## Exercise material:
*****
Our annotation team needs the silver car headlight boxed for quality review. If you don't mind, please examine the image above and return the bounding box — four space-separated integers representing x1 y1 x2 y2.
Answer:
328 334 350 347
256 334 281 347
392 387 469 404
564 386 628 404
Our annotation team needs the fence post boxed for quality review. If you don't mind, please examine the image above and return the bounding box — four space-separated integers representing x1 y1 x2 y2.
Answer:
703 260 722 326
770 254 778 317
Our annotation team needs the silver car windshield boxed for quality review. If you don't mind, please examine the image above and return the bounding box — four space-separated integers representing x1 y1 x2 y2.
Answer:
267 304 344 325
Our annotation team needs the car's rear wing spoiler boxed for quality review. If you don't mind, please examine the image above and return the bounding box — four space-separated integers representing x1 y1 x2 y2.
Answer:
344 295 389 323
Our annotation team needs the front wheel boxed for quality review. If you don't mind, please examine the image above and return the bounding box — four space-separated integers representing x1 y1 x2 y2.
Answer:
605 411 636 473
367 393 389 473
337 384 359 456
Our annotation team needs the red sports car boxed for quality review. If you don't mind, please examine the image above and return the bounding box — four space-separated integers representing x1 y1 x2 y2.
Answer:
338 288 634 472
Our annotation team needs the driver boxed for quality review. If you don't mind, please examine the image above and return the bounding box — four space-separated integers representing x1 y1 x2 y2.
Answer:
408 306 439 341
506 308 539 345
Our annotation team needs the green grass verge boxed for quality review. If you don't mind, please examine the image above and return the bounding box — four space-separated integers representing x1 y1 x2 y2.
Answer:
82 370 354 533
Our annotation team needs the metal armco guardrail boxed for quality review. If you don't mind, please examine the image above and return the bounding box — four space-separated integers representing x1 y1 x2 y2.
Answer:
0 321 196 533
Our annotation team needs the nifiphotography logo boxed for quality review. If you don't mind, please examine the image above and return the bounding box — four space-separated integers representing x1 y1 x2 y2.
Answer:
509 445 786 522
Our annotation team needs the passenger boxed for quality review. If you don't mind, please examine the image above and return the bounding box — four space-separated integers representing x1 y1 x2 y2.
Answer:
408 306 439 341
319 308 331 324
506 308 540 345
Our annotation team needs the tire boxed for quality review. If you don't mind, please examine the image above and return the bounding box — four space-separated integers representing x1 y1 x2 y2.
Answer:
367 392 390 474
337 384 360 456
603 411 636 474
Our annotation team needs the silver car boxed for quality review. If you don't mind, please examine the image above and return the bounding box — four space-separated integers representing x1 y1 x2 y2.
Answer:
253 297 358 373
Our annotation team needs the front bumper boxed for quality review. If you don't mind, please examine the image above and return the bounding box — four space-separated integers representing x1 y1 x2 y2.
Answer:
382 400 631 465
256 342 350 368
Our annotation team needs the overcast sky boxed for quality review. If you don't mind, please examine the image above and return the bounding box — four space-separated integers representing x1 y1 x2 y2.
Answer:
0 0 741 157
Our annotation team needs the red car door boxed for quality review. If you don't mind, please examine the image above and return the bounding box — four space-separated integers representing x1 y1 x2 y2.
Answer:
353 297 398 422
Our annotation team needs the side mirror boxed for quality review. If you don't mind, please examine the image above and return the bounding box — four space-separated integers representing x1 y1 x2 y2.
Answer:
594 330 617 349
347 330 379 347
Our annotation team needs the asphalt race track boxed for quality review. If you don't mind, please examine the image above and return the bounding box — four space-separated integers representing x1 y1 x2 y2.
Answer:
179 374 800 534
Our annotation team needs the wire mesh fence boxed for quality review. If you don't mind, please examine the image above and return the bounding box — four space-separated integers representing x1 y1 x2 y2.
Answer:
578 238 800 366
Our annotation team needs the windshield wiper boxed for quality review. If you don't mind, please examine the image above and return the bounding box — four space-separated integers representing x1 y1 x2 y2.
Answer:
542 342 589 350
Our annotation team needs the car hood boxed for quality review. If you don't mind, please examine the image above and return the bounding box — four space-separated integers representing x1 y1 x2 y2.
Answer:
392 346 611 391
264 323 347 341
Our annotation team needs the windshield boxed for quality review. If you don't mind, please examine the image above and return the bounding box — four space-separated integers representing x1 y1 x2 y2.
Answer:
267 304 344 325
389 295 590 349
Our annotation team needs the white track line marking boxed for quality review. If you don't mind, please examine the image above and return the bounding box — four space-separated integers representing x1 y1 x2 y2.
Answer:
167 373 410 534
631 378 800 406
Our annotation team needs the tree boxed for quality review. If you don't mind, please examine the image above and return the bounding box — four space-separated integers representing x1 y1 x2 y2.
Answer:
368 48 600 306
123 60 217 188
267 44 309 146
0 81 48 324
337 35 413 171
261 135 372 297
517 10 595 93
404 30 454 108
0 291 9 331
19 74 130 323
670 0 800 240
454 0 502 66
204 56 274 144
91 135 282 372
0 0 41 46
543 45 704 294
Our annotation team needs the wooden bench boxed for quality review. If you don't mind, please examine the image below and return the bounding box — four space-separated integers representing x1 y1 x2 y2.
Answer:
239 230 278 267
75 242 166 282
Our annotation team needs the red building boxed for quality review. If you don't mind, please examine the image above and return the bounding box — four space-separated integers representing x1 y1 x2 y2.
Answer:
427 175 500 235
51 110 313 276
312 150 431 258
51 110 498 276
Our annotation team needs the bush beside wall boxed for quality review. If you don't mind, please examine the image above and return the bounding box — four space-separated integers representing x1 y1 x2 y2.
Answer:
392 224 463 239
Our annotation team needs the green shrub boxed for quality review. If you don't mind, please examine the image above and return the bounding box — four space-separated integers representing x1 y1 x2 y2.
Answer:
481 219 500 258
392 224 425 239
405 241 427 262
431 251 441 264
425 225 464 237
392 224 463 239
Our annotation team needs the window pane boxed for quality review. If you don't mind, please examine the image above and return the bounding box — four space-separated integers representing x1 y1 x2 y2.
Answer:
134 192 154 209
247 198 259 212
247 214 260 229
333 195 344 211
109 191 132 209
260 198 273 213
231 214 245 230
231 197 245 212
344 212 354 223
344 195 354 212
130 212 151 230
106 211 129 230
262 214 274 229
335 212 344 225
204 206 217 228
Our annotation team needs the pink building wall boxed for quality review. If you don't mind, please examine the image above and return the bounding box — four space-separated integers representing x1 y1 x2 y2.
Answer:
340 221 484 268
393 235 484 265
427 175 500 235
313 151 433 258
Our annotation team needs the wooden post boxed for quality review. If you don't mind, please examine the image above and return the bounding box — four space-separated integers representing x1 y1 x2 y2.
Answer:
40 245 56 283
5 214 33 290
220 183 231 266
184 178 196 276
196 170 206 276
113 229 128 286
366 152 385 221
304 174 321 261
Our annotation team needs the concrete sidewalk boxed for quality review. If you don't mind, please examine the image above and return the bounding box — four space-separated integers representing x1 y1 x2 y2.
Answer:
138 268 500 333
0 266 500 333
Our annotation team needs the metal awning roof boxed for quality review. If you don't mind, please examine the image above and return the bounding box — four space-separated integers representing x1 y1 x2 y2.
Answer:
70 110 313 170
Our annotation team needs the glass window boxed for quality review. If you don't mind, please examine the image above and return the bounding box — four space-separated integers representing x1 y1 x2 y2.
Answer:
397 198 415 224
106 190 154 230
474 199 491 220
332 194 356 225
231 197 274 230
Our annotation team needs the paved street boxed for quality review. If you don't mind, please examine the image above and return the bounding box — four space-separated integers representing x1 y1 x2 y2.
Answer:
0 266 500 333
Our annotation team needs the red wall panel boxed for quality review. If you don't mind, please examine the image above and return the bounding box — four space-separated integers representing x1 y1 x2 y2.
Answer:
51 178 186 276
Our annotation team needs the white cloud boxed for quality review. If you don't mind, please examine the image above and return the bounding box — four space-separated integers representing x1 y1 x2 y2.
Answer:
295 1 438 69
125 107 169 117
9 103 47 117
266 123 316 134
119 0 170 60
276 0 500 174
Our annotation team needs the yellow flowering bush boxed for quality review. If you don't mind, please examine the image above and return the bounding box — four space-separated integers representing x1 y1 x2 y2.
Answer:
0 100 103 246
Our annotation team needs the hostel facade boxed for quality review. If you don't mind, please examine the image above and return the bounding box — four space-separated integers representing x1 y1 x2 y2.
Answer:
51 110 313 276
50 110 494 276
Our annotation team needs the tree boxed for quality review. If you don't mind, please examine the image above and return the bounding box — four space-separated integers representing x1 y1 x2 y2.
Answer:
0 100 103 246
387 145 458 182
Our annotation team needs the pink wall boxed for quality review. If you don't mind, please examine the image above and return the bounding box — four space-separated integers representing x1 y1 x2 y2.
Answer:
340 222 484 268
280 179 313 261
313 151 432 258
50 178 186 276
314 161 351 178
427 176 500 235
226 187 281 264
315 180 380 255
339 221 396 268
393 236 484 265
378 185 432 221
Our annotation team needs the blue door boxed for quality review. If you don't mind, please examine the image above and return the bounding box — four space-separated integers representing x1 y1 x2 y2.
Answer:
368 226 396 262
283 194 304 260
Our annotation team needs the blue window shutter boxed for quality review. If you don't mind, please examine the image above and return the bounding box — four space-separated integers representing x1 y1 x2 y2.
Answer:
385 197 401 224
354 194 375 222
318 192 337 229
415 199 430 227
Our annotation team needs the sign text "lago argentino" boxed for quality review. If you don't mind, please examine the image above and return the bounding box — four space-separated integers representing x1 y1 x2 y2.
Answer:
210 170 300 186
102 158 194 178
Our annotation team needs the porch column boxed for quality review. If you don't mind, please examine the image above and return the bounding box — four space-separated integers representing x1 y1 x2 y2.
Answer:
*****
## Task requirements:
From the records above, copy out in full every line that contains the word "post".

## Output for this exercise:
Our annotation team needs the fence post boxed for quality review. If you don't mind, please examine the image above and return the bounding box — four space-separated integers representing x1 y1 x2 y2.
Our annotation team needs the wooden post boxed for quality review. If you don't mind, please examine the image above and return the bounding box — four space-separated integers representing x1 y1 x2 y2.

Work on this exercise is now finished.